Starting at the first line of the data and ending at the line that contains "[888,604,930,645]", including both, convert those lines into a JSON list of strings with one string per line. Leave out any blank lines.

┌─ Records provided

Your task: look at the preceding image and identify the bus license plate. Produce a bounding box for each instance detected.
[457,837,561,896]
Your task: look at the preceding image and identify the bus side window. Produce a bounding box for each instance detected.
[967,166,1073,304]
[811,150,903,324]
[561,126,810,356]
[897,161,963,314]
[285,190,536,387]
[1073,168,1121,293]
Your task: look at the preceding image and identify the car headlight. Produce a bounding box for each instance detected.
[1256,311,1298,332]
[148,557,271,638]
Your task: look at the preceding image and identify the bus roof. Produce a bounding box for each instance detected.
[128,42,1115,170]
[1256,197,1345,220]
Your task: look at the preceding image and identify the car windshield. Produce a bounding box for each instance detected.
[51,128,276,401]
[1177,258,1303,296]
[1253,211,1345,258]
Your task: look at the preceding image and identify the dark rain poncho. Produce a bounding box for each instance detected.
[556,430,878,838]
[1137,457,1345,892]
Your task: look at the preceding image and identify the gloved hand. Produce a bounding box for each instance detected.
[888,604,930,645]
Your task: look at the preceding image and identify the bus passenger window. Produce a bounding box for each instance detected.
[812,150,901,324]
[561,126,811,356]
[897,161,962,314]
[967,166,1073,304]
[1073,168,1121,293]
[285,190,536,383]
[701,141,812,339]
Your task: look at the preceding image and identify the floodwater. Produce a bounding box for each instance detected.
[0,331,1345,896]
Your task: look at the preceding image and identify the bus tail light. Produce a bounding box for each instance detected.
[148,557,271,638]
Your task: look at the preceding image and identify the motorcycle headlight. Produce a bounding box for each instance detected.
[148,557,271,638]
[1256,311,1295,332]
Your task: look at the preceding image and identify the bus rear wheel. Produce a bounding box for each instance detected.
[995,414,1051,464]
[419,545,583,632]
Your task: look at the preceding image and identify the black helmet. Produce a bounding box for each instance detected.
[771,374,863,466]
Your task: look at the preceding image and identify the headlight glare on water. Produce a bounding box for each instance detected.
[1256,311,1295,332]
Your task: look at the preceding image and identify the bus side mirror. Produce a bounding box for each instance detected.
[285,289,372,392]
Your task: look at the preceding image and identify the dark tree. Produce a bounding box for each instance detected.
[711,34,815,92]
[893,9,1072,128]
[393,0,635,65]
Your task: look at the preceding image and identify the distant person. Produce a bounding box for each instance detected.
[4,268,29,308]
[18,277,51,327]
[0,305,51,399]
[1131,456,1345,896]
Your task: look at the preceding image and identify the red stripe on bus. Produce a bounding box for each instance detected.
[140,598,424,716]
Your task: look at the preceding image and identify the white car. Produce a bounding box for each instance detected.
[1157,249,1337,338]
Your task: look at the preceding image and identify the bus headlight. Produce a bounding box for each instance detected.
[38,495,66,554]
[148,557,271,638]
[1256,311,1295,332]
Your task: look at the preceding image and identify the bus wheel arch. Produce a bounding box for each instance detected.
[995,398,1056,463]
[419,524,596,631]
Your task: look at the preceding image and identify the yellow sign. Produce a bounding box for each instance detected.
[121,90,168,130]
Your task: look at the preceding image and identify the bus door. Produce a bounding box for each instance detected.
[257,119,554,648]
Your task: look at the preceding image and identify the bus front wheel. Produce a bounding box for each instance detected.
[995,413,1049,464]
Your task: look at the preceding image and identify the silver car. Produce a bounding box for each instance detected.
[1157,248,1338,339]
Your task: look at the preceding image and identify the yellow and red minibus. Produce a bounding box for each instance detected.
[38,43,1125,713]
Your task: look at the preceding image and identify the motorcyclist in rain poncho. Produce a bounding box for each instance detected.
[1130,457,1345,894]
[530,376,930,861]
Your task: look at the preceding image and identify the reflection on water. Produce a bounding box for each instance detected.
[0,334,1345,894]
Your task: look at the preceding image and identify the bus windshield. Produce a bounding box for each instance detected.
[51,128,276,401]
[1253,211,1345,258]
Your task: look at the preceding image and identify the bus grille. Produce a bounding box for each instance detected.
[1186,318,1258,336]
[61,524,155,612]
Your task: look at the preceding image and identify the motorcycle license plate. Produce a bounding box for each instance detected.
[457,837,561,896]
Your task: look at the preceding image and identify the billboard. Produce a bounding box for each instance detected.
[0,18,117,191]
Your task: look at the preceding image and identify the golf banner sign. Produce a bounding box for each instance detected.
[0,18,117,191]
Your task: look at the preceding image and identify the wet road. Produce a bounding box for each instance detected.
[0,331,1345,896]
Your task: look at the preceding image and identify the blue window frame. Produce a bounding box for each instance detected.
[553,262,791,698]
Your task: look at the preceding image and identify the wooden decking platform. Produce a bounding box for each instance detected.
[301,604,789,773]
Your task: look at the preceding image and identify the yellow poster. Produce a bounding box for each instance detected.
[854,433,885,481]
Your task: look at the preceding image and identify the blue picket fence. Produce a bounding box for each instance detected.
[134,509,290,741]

└─

> [Output for this task]
[
  "Your task: look at the preceding image and identify the bus license plate. Produce a bounding box for each instance detected.",
  "[457,837,561,896]",
  "Your task: look at the preceding image and identify the bus side window. Produce a bounding box for each instance detected.",
  "[967,166,1073,304]",
  "[811,150,903,324]",
  "[561,126,810,356]",
  "[897,161,963,314]",
  "[285,190,536,387]",
  "[1073,168,1121,293]",
  "Your task: look at the preceding image and identify the car headlight. Produce a bounding box for each instance detected.",
  "[1256,311,1298,332]",
  "[148,557,271,638]",
  "Your task: look at the preceding image and identify the bus roof. Produce a bounding box for each instance detected.",
  "[128,42,1115,170]",
  "[1256,197,1345,220]",
  "Your task: look at the preceding image and identify the car windshield. Produce a bounding box for each instance detected.",
  "[51,128,276,401]",
  "[1177,258,1303,296]",
  "[1253,211,1345,258]",
  "Your task: look at the preceding image and identify the dark rain poncho. Produce a bounding box for each instance detected.",
  "[556,430,878,838]",
  "[1137,457,1345,892]",
  "Your task: look at the preceding image and identify the gloved hand. Produce a bounding box for each instance detected.",
  "[888,604,930,645]"
]